(Entries from a point annotation set)
__________

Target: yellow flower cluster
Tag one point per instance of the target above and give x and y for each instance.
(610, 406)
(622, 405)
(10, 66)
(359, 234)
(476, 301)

__________

Do this — Update these lines so that every "instance" becomes "occurrence", with nothing else altered.

Solution to this exercise —
Target: yellow flower cluster
Tag one point per occurrence of the target above and give x and y for each occurrence.
(610, 406)
(622, 405)
(10, 66)
(359, 234)
(476, 301)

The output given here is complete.